WHAT YOU SHOULD DO: Transcribe the full listing so that each line reads as it does in the original.

RECORDS FOR PROCESSING:

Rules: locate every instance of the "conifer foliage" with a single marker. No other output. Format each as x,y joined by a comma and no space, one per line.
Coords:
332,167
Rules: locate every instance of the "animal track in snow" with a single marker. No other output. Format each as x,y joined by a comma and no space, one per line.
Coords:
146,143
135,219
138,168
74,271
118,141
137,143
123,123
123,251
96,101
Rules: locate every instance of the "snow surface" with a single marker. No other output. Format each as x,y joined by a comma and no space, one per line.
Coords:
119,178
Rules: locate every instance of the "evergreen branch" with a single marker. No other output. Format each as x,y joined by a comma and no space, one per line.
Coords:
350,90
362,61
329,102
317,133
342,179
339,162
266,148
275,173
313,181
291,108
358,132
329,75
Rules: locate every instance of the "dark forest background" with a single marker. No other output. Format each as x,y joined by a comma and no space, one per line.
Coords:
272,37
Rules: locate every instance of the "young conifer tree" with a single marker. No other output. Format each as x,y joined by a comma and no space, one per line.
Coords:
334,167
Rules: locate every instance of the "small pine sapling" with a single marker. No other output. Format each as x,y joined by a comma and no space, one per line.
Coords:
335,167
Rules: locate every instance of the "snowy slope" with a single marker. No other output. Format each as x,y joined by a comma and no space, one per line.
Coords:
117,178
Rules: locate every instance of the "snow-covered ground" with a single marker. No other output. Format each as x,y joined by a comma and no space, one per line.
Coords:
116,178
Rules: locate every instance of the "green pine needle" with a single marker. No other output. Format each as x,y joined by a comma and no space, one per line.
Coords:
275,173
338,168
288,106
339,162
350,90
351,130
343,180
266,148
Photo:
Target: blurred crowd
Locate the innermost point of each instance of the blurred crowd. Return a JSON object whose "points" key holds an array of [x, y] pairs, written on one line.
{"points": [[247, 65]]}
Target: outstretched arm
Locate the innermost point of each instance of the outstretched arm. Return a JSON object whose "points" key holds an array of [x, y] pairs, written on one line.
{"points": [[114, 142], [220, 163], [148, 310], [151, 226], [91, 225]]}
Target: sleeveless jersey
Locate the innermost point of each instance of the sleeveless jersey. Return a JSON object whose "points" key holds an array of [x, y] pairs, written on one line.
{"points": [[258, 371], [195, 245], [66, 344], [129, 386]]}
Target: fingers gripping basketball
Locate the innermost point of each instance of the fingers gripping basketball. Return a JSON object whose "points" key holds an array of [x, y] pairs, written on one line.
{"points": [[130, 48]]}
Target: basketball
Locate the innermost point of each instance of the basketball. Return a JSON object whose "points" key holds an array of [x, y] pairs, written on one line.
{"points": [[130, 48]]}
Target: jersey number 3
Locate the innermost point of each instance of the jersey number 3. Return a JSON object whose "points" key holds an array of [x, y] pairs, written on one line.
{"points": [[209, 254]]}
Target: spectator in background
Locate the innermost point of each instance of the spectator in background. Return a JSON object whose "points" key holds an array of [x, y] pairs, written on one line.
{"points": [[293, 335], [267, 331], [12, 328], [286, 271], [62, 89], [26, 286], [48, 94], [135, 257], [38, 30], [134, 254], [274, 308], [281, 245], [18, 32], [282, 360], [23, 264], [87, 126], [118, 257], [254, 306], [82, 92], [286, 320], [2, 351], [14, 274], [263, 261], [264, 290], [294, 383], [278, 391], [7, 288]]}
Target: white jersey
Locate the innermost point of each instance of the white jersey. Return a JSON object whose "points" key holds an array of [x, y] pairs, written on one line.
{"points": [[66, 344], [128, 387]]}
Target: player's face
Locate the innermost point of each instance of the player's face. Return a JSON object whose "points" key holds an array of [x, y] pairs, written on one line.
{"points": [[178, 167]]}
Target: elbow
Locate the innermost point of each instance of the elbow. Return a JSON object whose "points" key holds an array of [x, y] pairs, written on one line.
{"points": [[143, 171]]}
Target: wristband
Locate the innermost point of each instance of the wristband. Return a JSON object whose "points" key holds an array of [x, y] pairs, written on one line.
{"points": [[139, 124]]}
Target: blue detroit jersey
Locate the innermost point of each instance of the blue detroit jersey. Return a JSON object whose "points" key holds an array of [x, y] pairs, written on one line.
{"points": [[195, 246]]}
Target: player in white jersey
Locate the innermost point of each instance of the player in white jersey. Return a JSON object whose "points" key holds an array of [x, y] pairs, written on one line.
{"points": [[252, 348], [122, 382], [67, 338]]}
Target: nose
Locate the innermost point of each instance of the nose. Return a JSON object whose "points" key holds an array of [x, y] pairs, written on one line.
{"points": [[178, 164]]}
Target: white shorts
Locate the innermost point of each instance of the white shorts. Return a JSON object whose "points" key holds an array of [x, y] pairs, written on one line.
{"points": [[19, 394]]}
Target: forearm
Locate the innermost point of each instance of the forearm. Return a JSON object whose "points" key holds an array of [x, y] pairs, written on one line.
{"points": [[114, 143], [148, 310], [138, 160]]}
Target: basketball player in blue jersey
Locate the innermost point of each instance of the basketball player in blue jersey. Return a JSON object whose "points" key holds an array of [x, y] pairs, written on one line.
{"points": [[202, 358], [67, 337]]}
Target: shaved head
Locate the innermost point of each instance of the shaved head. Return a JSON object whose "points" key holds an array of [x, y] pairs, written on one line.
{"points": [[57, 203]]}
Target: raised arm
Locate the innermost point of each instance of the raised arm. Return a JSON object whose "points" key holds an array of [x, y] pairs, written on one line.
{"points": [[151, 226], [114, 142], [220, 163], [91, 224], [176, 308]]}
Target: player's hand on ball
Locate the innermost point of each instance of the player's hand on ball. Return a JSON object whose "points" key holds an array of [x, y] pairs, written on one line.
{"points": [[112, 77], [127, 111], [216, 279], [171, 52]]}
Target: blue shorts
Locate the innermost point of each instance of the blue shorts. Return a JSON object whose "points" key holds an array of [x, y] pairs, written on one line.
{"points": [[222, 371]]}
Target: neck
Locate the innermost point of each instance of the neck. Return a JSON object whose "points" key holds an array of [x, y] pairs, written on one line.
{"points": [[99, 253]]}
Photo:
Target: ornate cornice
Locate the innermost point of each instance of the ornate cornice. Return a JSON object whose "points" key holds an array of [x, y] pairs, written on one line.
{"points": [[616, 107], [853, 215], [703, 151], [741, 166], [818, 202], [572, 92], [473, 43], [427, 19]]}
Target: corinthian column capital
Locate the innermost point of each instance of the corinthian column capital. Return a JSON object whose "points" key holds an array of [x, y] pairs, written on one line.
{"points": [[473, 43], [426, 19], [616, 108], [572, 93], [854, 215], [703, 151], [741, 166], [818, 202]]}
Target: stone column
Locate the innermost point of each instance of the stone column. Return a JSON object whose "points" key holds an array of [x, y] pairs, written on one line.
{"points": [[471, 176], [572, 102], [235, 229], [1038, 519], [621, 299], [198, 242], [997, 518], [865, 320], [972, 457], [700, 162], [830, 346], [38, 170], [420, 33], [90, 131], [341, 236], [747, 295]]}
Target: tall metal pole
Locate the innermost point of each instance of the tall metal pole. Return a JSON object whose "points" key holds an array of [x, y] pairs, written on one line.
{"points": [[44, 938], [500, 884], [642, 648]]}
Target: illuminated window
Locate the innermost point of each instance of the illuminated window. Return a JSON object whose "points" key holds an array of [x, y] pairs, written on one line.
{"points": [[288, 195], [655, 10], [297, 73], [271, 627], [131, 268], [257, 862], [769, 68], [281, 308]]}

RESULT:
Rules: locate every instance of the "conifer foliage" with a single marker. No other output. Format each as x,y joined by a comma and no space, one per line.
Coords:
332,167
Rules: locate every instance of the "animal track in snow" with a single marker. No other output. Format each as x,y joined by a comma and no space, one per line.
Coords:
146,143
135,219
138,168
74,271
118,141
137,143
123,123
123,251
96,101
Rules: locate every instance of the "snow surface" with a single marker. No other output. Format each as x,y joined by a comma and no space, one per line.
Coords:
119,178
Rules: locate every instance of the "evergreen branch" with a single marker. No other output. Format each as x,y joined by a comma and no space, one per line.
Coords:
350,90
362,61
329,102
317,133
342,179
339,162
266,148
275,173
313,181
291,108
358,132
329,75
Rules: locate every instance of the "dark forest background" with a single marker. No other output. Format each as x,y joined by a comma and no space, one per line.
Coords:
272,37
Rules: locate every instance of the "young conifer tree" with a single marker. No other output. Format each as x,y joined by a comma and no space, one per line.
Coords:
334,167
Rules: locate every instance of the "small pine sapling" with a single marker. No other output. Format each as x,y joined by a comma and no space, one per line.
Coords:
335,167
Rules: locate every instance of the "snowy slope" with a single marker. No other output. Format each as x,y joined by a comma and no space, one per line.
Coords:
117,178
Rules: locate every instance of the "snow-covered ground" with a single marker. No other output. Format each as x,y joined by a comma and no space, one per line.
Coords:
116,178
Rules: locate every instance of the "green pine needle" with a single marker. No other output. Format each as x,y joined by a comma and no space, one per line.
Coords:
275,173
338,168
288,106
339,162
350,90
351,130
343,180
266,148
Photo:
Target: blurred crowd
Locate the innermost point of each instance of the blurred crowd. Return a JSON object whose "points" key holds an array of [x, y] pairs, written on one line.
{"points": [[247, 65]]}
Target: outstretched arm
Locate the innermost point of each instance of the outstretched arm. Return a JSON object whose "points" key holds an array of [x, y] pairs, written on one line.
{"points": [[114, 142], [220, 163], [148, 310], [151, 226], [91, 225]]}
Target: sleeveless jersey
Locate the innermost point of each instance of the sleeveless jersey. Return a JSON object whose "points" key holds an array of [x, y] pairs, written on one line.
{"points": [[258, 371], [195, 245], [66, 344], [129, 386]]}
Target: fingers gripping basketball
Locate the innermost point of each instance of the fingers gripping basketball. Return a JSON object whose "points" key holds an array of [x, y] pairs, written on one line.
{"points": [[130, 48]]}
Target: basketball
Locate the innermost point of each instance of the basketball. Return a JSON object whose "points" key holds an array of [x, y] pairs, written on one line.
{"points": [[130, 48]]}
Target: jersey number 3
Locate the innermost point of each instance of the jersey number 3. Return a JSON object whose "points" key holds an array of [x, y] pairs, written on one line.
{"points": [[209, 254]]}
Target: spectator in background
Locate the innermost point of each instance of the spectator in background. Return a JSON object whose "points" key holds an array of [x, y] pairs, written on one line.
{"points": [[293, 335], [267, 331], [12, 328], [286, 271], [62, 89], [26, 286], [48, 94], [135, 257], [38, 30], [134, 254], [274, 308], [281, 245], [18, 32], [282, 360], [23, 264], [87, 126], [118, 257], [254, 306], [82, 92], [286, 320], [2, 351], [14, 274], [263, 261], [264, 290], [294, 383], [278, 391], [7, 288]]}
Target: white jersey
Locate the innermost point of each instance of the white jersey. Return a JSON object whose "points" key holds an array of [x, y] pairs, written on one line.
{"points": [[66, 344], [128, 387]]}
Target: player's face
Locate the innermost point of each instance of the player's face. Return a JSON object whose "points" key holds an array of [x, y] pairs, written on one line.
{"points": [[178, 167]]}
Target: elbow
Locate the innermost point of each instance of the elbow. Return a JSON object whose "points" key holds an array of [x, y] pairs, written on one line.
{"points": [[143, 171]]}
Target: wristband
Locate the innermost point of each instance of the wristband. Return a JSON object whose "points" key holds an array of [x, y] pairs, written on one line.
{"points": [[139, 124]]}
Target: blue detroit jersey
Locate the innermost point of each instance of the blue detroit jersey. Return a JSON object whose "points" key holds an array of [x, y] pairs, written on one line.
{"points": [[195, 246]]}
Target: player in white jersey
Locate the innermost point of each instance of the player in white jersey. Return a JSON object whose "points" key holds an array of [x, y] pairs, written on one line.
{"points": [[252, 348], [122, 382], [67, 338]]}
Target: nose
Locate the innermost point of each instance of the nose. Return a JSON object whose "points" key holds an array of [x, y] pairs, written on one line.
{"points": [[178, 164]]}
Target: white shorts
Locate the innermost point of each instance of the white shorts. Return a JSON object whose "points" key holds an array of [x, y] pairs, written on one line.
{"points": [[19, 394]]}
Target: forearm
Locate the innermost point of each instance of the forearm. Return a JSON object whose "points" key holds an array of [x, y] pairs, written on one line.
{"points": [[114, 143], [148, 310], [138, 160]]}
Target: basketball player in blue jersey
Locate the innermost point of each instance of the basketball player in blue jersey. Return a JSON object whose "points" key holds an array of [x, y] pairs, written on one line.
{"points": [[202, 358], [67, 337]]}
Target: shaved head
Locate the innermost point of each instance of the shaved head. Return a JSON object whose "points" key holds an array of [x, y] pairs, written on one line.
{"points": [[57, 203]]}
Target: raised arm
Locate the innermost point of each instance of the raised arm. Return a JSON object whose "points" key holds an array of [x, y] pairs, written on one line.
{"points": [[151, 226], [114, 142], [220, 163], [91, 224], [176, 308]]}
Target: player's hand on ball
Locate the innermost point of each instance of the player's hand on ball. Return a JSON object whose "points" key holds an array of [x, y] pairs, written on one line.
{"points": [[112, 77], [127, 111], [216, 279], [171, 52]]}
Target: blue shorts
Locate the innermost point of each instance of the blue shorts. Return a JSON object whose "points" key holds an array of [x, y] pairs, written on one line.
{"points": [[222, 371]]}
Target: neck
Locate the innermost point of each instance of the neck. Return a JSON object whose "points" key holds an array of [x, y] pairs, written on one line.
{"points": [[99, 253]]}
Photo:
Target: ornate cornice
Locate the innermost point of each instance of the ornate cornice. Return a JSON object whose "points" key holds an array of [x, y] pairs, written on one line.
{"points": [[616, 107], [853, 215], [703, 151], [741, 166], [818, 202], [572, 92], [473, 43], [427, 19]]}
Target: corinthian column capital
Locate the innermost point of each instance of the corinthian column capital. Return a JSON object whose "points" key holds an array of [x, y] pairs, written on one line.
{"points": [[473, 43], [426, 19], [616, 108], [572, 93], [854, 215], [703, 151], [741, 166], [818, 202]]}
Target: stone column
Locate the innermost point of each instance of the stone column. Return a JSON object whose "points" key holds an array of [x, y] pairs, written on one line.
{"points": [[471, 176], [572, 102], [235, 229], [1038, 519], [621, 299], [198, 242], [997, 518], [865, 320], [972, 457], [700, 162], [830, 346], [38, 170], [420, 33], [90, 131], [341, 236], [747, 295]]}
Target: tall metal pole
Locate the innermost point of each instance of the tall metal pole. Return a JSON object whose "points" key holds an array of [x, y] pairs, written on one line.
{"points": [[44, 938], [500, 884], [642, 648]]}
Target: illuminated window
Locate the innermost point of each instance of the illuminated window. Return a JSON object whose "points" key holds an array of [x, y] pairs, written on one line.
{"points": [[288, 195], [655, 10], [297, 73], [271, 627], [131, 268], [257, 862], [769, 68], [281, 308]]}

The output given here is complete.